(Extract)

This project by Polina Kanis was awarded a special prize by the Stella Art Foundation and the Institut Français as part of the Innovation Award (2014). Celebration by Kanis was also presented at the Ural Industrial Biennale of Contemporary Art in 2015. Luigi Pecci Center for Contemporary Art (Centro Pecci) chose the work Celebration for the exhibition The End of the World.

With her work Formal Portrait Kanis participated in the parallel program of the Manifesta 10 in 2014. "The main motif becomes the infinity of waiting – we hear the roar of the motor as a symbol of readiness for action, the pole is prepared, the figures obediently fold into the flag – this endless rehearsal is doomed to remain in eternity without becoming a moment of history. The ritual of raising the flag, designed to demonstrate a victorious force, in a staged infinity, only exposes the powerlessness of the action produced: the flag is raised in closed, publicly invisible territory, its solemn raising becoming a metaphor for a victory that will never happen" – Daria Atlas.

In 2016 Kanis received the Sergey Kuryokhin Award in the "Best Media Object" category for the project The Pool (2015). The project was first presented at the exhibition Inside the Event at Artwin Gallery as a special project of the 6th Moscow Biennale of Contemporary Art (2015). The Pool was also shown at the Rauma Biennale Balticum (2016). Three years later, Kanis' The Pool was presented at VISIO. Moving Images After Post-Internet at the Palazzo Strozzi in Florence, curated by Leonardo Bigazzi. The video is in several collections, including In Fondazione Between Art Film and the Fonds régional d'art contemporain Bretagne.

(Tasks to carry out)
a) In the text on Polina Kanis's projects, which award did Kanis receive in 2016 for The Pool?
b) Reproduce the part of the text on Polina Kanis's projects that begins at the words "This project by" and stops after the words "of the World.".

(Recorded data)

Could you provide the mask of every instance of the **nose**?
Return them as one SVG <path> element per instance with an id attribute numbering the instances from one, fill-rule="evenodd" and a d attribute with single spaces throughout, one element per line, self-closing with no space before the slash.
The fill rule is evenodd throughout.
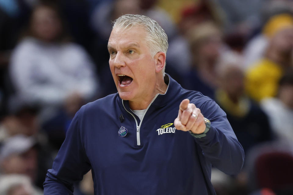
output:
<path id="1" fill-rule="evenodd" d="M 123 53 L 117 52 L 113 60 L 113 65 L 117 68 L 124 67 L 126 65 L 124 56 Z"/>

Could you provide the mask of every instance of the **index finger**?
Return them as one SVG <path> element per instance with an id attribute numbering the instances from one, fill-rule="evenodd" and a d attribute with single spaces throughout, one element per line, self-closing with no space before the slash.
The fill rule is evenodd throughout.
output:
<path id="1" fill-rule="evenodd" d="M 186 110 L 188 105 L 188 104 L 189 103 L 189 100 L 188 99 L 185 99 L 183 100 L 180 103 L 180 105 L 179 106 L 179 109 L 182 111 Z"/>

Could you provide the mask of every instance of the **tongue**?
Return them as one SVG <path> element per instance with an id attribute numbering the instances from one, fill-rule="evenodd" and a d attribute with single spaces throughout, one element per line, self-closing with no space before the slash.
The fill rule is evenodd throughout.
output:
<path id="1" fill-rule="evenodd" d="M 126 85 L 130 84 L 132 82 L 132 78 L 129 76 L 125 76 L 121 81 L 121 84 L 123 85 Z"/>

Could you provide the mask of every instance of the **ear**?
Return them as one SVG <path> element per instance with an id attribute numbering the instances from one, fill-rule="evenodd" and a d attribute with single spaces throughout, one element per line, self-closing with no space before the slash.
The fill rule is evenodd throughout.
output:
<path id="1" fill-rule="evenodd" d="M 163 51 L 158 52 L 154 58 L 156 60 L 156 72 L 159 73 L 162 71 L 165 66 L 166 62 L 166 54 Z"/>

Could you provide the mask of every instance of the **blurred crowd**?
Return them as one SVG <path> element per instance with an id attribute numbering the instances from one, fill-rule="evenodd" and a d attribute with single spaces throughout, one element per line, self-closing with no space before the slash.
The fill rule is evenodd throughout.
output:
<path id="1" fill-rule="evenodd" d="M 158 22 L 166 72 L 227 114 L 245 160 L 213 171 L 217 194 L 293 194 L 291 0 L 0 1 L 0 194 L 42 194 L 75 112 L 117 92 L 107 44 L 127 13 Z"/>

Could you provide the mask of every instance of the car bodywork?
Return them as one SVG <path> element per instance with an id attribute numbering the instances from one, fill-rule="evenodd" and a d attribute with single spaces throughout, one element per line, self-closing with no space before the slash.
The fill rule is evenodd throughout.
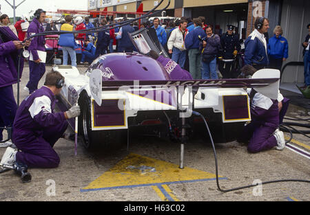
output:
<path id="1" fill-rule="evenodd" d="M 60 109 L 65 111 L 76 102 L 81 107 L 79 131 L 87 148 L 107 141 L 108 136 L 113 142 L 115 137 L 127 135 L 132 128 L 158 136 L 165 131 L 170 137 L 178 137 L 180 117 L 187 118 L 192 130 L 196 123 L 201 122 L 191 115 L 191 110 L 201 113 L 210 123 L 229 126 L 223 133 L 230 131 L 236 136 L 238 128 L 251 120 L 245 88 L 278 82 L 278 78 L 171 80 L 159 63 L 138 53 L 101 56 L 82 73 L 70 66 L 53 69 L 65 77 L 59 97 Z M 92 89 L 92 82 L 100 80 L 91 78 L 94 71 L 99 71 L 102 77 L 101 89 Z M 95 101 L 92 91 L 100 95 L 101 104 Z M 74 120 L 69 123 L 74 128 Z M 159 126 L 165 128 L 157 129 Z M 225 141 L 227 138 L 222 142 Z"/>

---

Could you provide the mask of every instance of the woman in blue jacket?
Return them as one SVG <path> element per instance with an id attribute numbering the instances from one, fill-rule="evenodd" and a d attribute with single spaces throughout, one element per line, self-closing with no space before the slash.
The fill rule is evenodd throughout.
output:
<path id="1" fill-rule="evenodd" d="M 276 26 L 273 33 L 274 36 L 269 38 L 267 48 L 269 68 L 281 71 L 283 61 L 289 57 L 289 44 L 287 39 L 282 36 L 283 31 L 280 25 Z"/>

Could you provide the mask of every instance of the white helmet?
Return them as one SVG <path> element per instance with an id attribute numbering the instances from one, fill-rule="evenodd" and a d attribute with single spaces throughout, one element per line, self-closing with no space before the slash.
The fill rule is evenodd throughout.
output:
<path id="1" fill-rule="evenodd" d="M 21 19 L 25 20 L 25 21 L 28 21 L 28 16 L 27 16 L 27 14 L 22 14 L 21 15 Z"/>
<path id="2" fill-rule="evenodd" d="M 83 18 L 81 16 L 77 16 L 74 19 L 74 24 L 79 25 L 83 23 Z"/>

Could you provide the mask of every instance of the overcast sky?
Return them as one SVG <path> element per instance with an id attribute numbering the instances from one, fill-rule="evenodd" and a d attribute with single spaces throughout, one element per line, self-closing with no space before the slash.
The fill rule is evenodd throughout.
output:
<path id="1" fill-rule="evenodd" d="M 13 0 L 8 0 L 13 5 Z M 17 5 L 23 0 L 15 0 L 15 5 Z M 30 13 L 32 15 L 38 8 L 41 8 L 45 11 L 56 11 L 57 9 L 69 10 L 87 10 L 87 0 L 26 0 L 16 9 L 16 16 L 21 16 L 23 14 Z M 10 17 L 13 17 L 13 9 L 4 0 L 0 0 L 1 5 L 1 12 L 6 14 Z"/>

(Responses for each task)
a) The Sergey Kuryokhin Award in the "Best Media Object" category.

b)
This project by Polina Kanis was awarded a special prize by the Stella Art Foundation and the Institut Français as part of the Innovation Award (2014). Celebration by Kanis was also presented at the Ural Industrial Biennale of Contemporary Art in 2015. Luigi Pecci Center for Contemporary Art (Centro Pecci) chose the work Celebration for the exhibition The End of the World.